[Opening Listed entries section]

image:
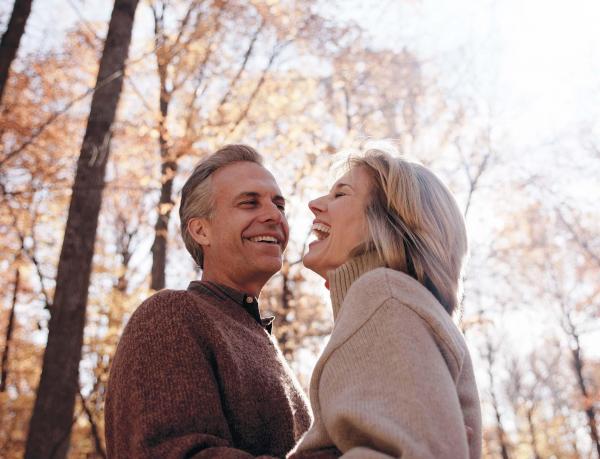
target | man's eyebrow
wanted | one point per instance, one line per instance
(255, 194)
(247, 194)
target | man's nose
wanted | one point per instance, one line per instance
(272, 213)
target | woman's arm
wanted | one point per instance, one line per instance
(387, 391)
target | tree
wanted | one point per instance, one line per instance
(52, 416)
(11, 39)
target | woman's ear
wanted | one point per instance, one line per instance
(199, 230)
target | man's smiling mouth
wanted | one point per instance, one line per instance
(265, 239)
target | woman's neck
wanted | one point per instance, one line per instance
(341, 278)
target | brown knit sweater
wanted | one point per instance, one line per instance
(196, 376)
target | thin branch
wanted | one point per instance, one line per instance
(94, 427)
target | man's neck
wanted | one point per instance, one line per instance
(248, 287)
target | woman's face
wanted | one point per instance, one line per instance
(340, 222)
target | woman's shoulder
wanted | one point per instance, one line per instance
(403, 295)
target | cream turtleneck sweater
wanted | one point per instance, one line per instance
(395, 379)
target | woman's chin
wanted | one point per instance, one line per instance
(311, 262)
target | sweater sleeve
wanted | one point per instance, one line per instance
(387, 392)
(163, 399)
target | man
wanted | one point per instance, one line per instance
(197, 373)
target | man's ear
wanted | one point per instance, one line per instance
(199, 230)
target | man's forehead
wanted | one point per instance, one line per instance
(244, 177)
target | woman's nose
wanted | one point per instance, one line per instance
(317, 205)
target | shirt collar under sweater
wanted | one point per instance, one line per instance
(341, 278)
(248, 302)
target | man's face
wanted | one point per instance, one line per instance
(247, 231)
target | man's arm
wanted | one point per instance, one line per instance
(163, 399)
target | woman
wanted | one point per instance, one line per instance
(395, 379)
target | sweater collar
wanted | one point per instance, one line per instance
(246, 301)
(341, 278)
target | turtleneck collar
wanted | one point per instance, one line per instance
(341, 278)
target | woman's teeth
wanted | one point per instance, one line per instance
(321, 231)
(270, 239)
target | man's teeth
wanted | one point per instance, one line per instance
(321, 231)
(264, 239)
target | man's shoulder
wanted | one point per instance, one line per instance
(168, 306)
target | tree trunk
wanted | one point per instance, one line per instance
(532, 432)
(9, 331)
(168, 169)
(495, 405)
(11, 39)
(52, 417)
(590, 412)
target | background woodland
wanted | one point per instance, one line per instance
(97, 138)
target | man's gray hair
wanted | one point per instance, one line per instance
(197, 200)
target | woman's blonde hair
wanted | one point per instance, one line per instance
(415, 224)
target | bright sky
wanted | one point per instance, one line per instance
(534, 63)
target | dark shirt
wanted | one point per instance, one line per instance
(248, 302)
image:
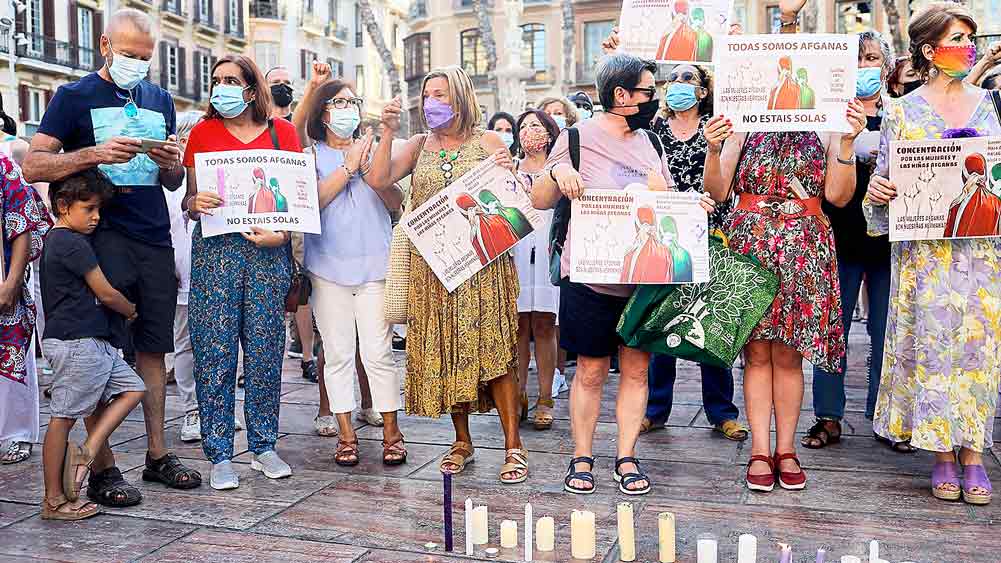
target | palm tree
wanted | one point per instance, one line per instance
(396, 85)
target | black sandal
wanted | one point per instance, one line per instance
(820, 435)
(586, 476)
(171, 472)
(109, 488)
(628, 479)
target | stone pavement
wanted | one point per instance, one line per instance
(858, 490)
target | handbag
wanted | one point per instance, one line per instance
(707, 323)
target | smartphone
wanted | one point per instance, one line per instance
(150, 144)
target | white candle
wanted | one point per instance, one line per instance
(707, 549)
(509, 534)
(480, 526)
(747, 549)
(529, 527)
(627, 533)
(468, 526)
(582, 534)
(546, 533)
(666, 526)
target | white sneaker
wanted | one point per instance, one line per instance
(224, 477)
(191, 429)
(370, 416)
(271, 465)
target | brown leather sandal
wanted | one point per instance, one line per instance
(346, 454)
(50, 510)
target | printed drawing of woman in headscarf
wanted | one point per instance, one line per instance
(489, 233)
(262, 200)
(679, 43)
(786, 93)
(648, 260)
(976, 211)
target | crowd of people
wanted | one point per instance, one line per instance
(99, 226)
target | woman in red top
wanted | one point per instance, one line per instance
(238, 280)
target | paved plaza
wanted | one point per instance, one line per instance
(858, 490)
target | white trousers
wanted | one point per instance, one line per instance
(348, 316)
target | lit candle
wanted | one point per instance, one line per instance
(546, 533)
(468, 526)
(480, 530)
(707, 549)
(509, 534)
(582, 534)
(666, 526)
(529, 527)
(627, 533)
(747, 549)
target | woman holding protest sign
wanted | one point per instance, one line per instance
(461, 349)
(347, 261)
(782, 179)
(238, 282)
(940, 379)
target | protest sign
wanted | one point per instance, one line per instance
(469, 223)
(273, 189)
(786, 82)
(675, 31)
(639, 236)
(946, 188)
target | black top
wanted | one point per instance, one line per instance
(687, 162)
(852, 241)
(72, 311)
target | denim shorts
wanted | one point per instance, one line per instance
(87, 373)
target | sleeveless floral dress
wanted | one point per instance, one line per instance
(806, 314)
(456, 343)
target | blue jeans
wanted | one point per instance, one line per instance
(717, 391)
(829, 389)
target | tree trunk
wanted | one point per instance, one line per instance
(396, 85)
(570, 43)
(489, 45)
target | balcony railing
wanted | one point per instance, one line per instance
(58, 52)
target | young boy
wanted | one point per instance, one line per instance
(91, 380)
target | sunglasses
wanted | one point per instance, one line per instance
(343, 103)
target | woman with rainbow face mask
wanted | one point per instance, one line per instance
(939, 387)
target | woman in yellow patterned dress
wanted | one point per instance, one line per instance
(460, 346)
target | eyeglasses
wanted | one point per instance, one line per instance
(343, 103)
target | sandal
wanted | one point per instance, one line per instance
(574, 475)
(75, 456)
(520, 467)
(975, 477)
(946, 473)
(732, 430)
(346, 454)
(51, 510)
(627, 479)
(110, 489)
(822, 433)
(544, 419)
(171, 472)
(788, 480)
(455, 458)
(395, 453)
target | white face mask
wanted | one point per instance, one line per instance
(126, 71)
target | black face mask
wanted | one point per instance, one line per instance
(644, 116)
(282, 95)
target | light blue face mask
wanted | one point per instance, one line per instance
(344, 121)
(868, 81)
(681, 96)
(228, 100)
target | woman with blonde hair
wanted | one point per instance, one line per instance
(461, 349)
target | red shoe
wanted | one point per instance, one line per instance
(764, 483)
(790, 481)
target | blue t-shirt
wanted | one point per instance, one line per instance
(91, 111)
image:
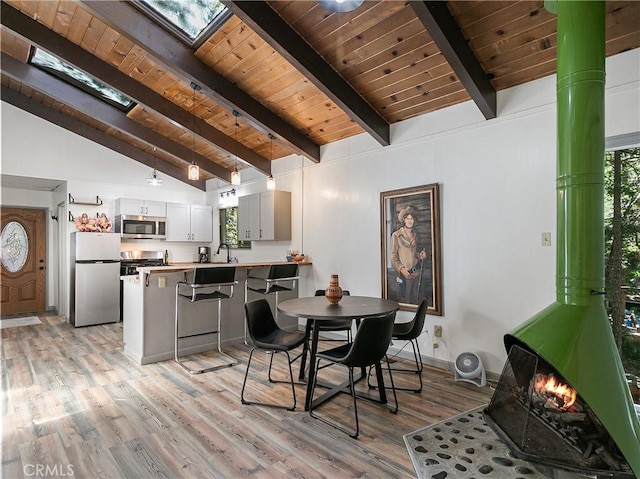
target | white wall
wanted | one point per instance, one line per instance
(497, 182)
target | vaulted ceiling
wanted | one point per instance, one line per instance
(278, 77)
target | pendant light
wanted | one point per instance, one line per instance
(153, 180)
(271, 181)
(194, 169)
(235, 174)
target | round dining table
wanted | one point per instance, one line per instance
(316, 309)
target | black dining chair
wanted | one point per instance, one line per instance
(280, 277)
(267, 336)
(409, 332)
(368, 348)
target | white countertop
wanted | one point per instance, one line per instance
(181, 267)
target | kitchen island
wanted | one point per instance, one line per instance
(149, 310)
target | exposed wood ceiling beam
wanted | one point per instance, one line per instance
(101, 111)
(48, 40)
(78, 127)
(444, 30)
(177, 57)
(287, 42)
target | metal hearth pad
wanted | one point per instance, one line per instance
(464, 447)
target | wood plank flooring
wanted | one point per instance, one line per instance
(74, 406)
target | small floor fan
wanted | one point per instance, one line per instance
(469, 368)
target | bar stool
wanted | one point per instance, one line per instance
(206, 286)
(278, 273)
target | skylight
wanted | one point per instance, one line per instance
(189, 17)
(80, 79)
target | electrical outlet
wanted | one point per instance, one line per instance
(545, 239)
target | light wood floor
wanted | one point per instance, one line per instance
(74, 406)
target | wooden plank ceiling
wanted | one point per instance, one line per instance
(290, 70)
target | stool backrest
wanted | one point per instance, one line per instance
(281, 271)
(215, 275)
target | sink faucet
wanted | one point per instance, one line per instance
(228, 251)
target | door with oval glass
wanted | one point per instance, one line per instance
(23, 243)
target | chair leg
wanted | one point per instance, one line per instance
(305, 351)
(419, 368)
(353, 434)
(293, 389)
(394, 410)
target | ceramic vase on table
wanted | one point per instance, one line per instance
(333, 293)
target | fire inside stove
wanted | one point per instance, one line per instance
(543, 419)
(555, 393)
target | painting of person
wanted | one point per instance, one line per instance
(405, 258)
(410, 239)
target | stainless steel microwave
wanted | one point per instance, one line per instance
(141, 227)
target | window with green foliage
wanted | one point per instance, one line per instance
(80, 79)
(229, 228)
(189, 18)
(622, 239)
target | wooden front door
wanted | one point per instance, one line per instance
(23, 237)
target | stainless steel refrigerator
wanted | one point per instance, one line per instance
(95, 278)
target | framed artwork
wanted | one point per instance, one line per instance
(410, 239)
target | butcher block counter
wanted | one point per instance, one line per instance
(149, 303)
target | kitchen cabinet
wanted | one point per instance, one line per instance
(189, 222)
(130, 206)
(265, 216)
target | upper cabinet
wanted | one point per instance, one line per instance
(130, 206)
(265, 216)
(189, 222)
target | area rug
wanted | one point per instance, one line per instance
(15, 322)
(464, 447)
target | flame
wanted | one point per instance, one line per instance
(549, 384)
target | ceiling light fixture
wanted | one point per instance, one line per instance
(153, 180)
(235, 174)
(231, 192)
(271, 181)
(194, 169)
(340, 6)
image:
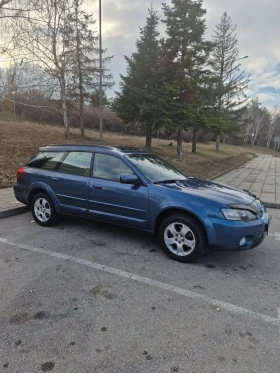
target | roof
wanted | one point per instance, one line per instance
(92, 148)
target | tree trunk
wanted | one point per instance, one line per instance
(218, 141)
(194, 140)
(180, 144)
(81, 82)
(64, 110)
(148, 137)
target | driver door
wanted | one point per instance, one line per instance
(112, 201)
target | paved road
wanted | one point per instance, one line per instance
(261, 176)
(86, 297)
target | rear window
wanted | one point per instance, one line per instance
(46, 160)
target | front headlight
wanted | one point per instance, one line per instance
(238, 215)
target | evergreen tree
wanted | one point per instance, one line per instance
(231, 100)
(140, 88)
(84, 48)
(186, 54)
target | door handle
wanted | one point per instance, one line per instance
(97, 186)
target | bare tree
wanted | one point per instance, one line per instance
(45, 40)
(274, 123)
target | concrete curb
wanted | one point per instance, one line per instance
(231, 169)
(271, 205)
(13, 211)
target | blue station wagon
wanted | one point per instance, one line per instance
(134, 188)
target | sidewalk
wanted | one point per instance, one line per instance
(9, 206)
(261, 176)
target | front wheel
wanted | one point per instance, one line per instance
(43, 210)
(182, 238)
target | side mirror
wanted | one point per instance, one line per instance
(129, 179)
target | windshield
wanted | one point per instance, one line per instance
(154, 168)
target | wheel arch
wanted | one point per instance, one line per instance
(42, 188)
(172, 211)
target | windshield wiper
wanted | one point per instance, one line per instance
(251, 194)
(168, 181)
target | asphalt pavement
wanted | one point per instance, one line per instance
(86, 297)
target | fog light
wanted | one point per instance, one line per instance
(243, 241)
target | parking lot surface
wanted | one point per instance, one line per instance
(86, 297)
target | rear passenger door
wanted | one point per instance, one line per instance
(71, 181)
(111, 201)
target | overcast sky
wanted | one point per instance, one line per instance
(258, 31)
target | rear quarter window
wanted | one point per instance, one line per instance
(46, 160)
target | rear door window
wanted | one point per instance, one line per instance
(76, 163)
(46, 160)
(109, 167)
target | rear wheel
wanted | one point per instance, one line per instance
(182, 238)
(43, 210)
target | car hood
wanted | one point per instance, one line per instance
(213, 191)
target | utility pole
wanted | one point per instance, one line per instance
(14, 97)
(100, 68)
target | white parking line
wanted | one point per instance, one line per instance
(276, 235)
(186, 293)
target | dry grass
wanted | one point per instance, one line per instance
(19, 140)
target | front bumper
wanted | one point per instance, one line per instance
(229, 233)
(20, 194)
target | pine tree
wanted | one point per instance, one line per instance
(85, 69)
(231, 100)
(140, 87)
(186, 55)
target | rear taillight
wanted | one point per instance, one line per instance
(20, 171)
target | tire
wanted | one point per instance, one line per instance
(43, 210)
(188, 240)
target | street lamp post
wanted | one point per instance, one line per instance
(100, 72)
(14, 94)
(252, 141)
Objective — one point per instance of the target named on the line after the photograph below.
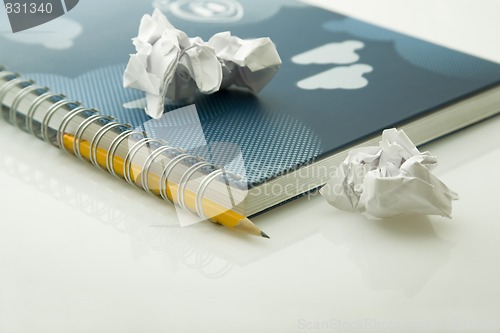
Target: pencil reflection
(403, 253)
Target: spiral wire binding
(75, 109)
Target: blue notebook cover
(342, 80)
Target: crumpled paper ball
(169, 64)
(391, 179)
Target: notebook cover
(341, 80)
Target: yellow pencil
(221, 215)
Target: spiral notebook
(341, 83)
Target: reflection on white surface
(64, 269)
(401, 253)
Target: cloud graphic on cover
(332, 53)
(343, 77)
(57, 34)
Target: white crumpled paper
(391, 179)
(169, 64)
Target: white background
(81, 251)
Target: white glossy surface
(81, 251)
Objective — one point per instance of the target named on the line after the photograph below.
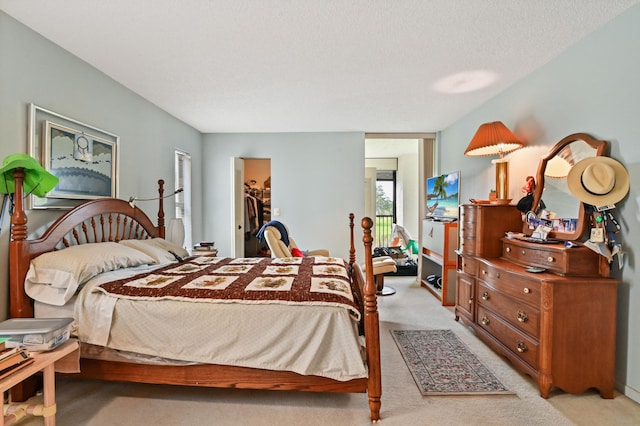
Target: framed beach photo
(84, 163)
(83, 157)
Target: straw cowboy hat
(37, 180)
(599, 181)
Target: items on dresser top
(548, 308)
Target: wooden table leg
(49, 395)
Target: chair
(279, 248)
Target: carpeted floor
(442, 365)
(96, 403)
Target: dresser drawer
(523, 316)
(517, 342)
(578, 261)
(469, 265)
(524, 289)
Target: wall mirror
(568, 215)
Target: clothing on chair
(279, 226)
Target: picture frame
(41, 146)
(85, 164)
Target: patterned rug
(442, 365)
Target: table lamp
(495, 139)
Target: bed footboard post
(161, 227)
(371, 326)
(352, 248)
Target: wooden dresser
(557, 326)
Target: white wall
(594, 88)
(34, 70)
(317, 179)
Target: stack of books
(12, 359)
(205, 246)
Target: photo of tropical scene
(442, 195)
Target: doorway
(257, 197)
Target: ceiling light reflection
(466, 81)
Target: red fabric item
(296, 252)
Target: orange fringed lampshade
(493, 138)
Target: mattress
(309, 340)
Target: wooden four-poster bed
(113, 220)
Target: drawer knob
(522, 316)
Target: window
(183, 199)
(385, 205)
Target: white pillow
(157, 248)
(55, 276)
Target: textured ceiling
(316, 65)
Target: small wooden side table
(42, 361)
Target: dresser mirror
(569, 218)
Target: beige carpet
(412, 307)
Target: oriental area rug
(441, 364)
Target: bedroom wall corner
(35, 70)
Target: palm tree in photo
(440, 188)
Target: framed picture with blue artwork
(83, 158)
(83, 162)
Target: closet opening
(257, 193)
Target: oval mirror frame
(599, 147)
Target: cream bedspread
(309, 340)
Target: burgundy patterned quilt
(308, 280)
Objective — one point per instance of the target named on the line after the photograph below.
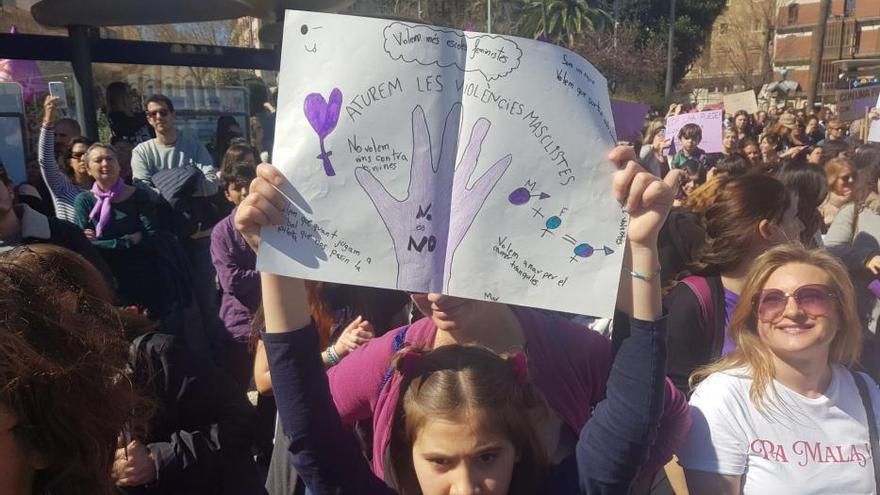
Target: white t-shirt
(798, 445)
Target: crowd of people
(142, 352)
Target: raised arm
(616, 442)
(325, 454)
(63, 191)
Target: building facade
(759, 41)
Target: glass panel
(18, 13)
(201, 96)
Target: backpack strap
(872, 424)
(700, 287)
(396, 344)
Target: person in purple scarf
(117, 219)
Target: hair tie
(520, 366)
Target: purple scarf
(102, 207)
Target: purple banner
(629, 119)
(710, 122)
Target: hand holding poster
(435, 160)
(709, 122)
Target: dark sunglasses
(815, 300)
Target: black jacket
(691, 344)
(201, 433)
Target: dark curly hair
(63, 356)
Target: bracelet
(646, 278)
(333, 357)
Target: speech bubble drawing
(492, 56)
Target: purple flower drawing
(323, 115)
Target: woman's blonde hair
(752, 353)
(94, 147)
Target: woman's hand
(356, 334)
(50, 110)
(648, 200)
(263, 206)
(644, 196)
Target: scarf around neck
(102, 207)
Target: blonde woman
(783, 413)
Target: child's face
(462, 456)
(689, 145)
(236, 193)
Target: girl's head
(751, 150)
(748, 215)
(449, 313)
(771, 143)
(101, 164)
(465, 424)
(867, 165)
(237, 180)
(690, 136)
(76, 165)
(656, 129)
(62, 385)
(237, 153)
(815, 155)
(694, 176)
(741, 121)
(733, 165)
(811, 187)
(728, 140)
(840, 175)
(797, 306)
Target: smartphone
(56, 89)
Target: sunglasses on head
(815, 300)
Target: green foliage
(566, 20)
(693, 26)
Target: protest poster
(852, 103)
(709, 122)
(429, 159)
(629, 120)
(745, 100)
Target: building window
(848, 7)
(792, 13)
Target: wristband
(331, 353)
(647, 278)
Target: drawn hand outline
(428, 202)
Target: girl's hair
(731, 220)
(773, 139)
(653, 128)
(752, 352)
(866, 161)
(236, 153)
(96, 146)
(468, 383)
(691, 131)
(811, 186)
(65, 166)
(734, 165)
(63, 357)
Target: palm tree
(561, 21)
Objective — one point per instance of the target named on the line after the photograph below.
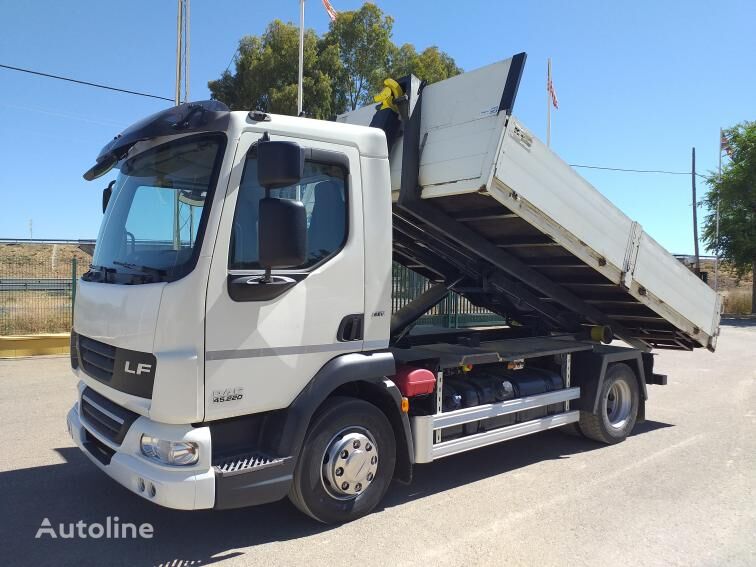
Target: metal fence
(453, 312)
(36, 287)
(38, 281)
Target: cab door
(260, 353)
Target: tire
(619, 399)
(344, 426)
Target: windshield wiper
(144, 269)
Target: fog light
(179, 453)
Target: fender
(589, 370)
(358, 374)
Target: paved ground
(678, 492)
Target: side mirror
(282, 233)
(279, 164)
(106, 194)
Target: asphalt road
(680, 491)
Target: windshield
(153, 225)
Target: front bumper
(239, 481)
(182, 488)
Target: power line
(636, 170)
(87, 83)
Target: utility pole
(179, 34)
(182, 52)
(301, 57)
(695, 213)
(548, 104)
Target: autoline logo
(111, 529)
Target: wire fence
(36, 287)
(38, 282)
(453, 312)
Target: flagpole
(301, 57)
(548, 105)
(716, 253)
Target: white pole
(177, 98)
(301, 57)
(548, 105)
(186, 53)
(716, 257)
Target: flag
(332, 13)
(724, 145)
(552, 92)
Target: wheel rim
(618, 404)
(350, 463)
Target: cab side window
(322, 189)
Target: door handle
(351, 328)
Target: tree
(267, 71)
(342, 70)
(363, 39)
(735, 195)
(432, 65)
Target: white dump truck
(234, 339)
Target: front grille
(106, 418)
(238, 464)
(97, 359)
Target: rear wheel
(618, 407)
(347, 462)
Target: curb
(32, 345)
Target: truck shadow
(76, 491)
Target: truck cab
(234, 339)
(172, 329)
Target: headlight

[Closing Listed entries section]

▸ **Assigned task**
From the line holding "target | bright sky" to the line holding "target | white candle", both included, retype the entries above exactly and drop the pictures.

▸ **Exercise result**
target | bright sky
wanted | one point per instance, one line per instance
(534, 63)
target | dark shirt
wanted | one point per instance, one line per instance
(248, 302)
image:
target | palm tree
wanted | one point per instance, one line per instance
(396, 85)
target | black sandal
wanted | one point per instance, one line per instance
(820, 435)
(586, 476)
(171, 472)
(109, 488)
(628, 479)
target | stone pavement
wanted | one point per instance, one line per instance
(858, 490)
target | handbag
wanted | one point per instance, one line per instance
(707, 323)
target | smartphone
wanted | one point per instance, one line per instance
(150, 144)
target | white candle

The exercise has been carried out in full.